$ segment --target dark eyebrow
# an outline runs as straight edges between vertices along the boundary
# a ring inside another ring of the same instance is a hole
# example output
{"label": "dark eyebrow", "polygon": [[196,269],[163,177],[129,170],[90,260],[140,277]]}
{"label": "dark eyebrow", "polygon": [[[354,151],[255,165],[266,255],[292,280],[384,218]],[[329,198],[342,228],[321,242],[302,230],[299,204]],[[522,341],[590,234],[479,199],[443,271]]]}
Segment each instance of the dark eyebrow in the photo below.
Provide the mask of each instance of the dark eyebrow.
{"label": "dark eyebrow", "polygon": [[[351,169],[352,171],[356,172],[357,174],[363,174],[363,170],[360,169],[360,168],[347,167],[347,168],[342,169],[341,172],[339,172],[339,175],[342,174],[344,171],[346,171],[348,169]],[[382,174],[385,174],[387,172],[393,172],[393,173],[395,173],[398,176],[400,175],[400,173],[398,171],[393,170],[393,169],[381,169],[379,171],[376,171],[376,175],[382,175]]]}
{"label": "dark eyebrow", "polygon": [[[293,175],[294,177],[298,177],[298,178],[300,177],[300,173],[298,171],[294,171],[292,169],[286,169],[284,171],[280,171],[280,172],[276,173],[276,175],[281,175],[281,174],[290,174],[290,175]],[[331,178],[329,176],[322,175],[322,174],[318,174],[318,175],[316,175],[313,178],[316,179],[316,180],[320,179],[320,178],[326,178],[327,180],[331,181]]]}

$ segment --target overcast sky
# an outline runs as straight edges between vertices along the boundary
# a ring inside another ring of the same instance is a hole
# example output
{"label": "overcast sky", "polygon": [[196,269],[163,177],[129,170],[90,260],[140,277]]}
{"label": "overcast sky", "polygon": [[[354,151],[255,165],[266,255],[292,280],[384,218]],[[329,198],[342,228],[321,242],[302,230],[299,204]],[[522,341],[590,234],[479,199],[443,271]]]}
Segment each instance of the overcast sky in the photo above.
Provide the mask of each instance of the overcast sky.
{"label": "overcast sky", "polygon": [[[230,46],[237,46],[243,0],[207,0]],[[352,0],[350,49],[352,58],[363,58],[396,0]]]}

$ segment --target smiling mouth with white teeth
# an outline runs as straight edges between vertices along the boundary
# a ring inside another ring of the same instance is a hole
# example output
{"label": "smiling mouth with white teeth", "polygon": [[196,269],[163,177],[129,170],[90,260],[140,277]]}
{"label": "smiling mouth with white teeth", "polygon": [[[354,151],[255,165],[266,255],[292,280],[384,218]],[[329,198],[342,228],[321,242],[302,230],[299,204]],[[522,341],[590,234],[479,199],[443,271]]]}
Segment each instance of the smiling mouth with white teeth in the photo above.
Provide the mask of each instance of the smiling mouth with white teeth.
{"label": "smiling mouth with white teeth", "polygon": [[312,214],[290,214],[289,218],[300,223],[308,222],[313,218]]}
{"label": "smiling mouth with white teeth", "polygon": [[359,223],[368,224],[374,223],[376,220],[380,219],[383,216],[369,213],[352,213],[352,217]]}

====

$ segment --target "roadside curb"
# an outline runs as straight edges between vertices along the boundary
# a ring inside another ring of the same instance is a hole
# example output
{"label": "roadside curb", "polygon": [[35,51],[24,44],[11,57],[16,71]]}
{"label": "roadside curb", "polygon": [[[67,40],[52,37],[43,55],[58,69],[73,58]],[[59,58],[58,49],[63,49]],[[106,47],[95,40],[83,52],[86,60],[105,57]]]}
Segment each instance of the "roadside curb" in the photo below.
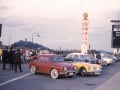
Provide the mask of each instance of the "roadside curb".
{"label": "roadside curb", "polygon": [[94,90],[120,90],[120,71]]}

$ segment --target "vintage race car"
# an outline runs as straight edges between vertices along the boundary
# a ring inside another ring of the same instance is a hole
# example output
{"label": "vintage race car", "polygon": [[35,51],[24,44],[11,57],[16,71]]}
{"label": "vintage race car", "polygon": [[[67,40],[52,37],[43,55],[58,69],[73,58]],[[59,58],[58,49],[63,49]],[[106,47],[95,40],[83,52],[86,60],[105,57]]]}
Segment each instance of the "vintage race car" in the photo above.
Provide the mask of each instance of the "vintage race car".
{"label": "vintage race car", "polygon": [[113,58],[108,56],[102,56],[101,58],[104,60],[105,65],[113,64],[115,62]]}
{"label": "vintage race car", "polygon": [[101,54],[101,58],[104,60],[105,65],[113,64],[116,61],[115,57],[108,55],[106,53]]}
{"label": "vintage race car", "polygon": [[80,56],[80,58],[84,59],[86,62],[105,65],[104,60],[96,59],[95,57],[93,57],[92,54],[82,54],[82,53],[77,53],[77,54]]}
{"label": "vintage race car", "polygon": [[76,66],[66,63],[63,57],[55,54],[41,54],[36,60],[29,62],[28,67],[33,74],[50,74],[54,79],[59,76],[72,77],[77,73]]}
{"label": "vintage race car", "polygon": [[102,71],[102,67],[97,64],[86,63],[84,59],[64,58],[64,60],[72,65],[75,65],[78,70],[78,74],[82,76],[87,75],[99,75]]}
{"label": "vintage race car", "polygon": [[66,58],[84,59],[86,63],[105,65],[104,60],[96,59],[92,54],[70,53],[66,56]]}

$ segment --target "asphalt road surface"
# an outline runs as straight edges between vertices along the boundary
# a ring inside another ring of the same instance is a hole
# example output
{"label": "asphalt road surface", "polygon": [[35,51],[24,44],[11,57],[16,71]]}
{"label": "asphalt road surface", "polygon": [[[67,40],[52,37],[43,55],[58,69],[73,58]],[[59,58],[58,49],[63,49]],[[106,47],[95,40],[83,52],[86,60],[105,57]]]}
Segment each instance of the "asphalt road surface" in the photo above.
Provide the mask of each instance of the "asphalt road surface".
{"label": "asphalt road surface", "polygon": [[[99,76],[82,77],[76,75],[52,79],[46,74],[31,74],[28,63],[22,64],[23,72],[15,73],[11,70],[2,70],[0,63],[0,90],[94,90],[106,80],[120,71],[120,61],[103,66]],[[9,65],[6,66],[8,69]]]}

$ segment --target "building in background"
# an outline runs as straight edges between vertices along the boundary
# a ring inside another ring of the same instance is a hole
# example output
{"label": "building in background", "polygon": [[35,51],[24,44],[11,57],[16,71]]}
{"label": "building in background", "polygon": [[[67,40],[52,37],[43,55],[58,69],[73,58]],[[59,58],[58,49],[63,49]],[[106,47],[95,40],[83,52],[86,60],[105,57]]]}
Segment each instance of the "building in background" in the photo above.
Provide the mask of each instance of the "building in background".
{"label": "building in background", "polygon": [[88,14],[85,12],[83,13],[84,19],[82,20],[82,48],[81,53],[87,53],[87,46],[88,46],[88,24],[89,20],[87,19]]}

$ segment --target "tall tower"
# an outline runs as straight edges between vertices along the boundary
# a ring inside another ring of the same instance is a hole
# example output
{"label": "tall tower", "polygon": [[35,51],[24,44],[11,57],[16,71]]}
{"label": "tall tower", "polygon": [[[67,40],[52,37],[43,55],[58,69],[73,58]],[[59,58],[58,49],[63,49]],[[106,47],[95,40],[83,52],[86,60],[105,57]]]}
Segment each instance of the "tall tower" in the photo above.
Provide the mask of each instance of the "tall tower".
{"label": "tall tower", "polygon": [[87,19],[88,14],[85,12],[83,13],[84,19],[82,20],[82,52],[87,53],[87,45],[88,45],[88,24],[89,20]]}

====

PROBLEM STATEMENT
Count the lines of the records that contain the word "target". Give only the count.

REPLY TO THE TASK
8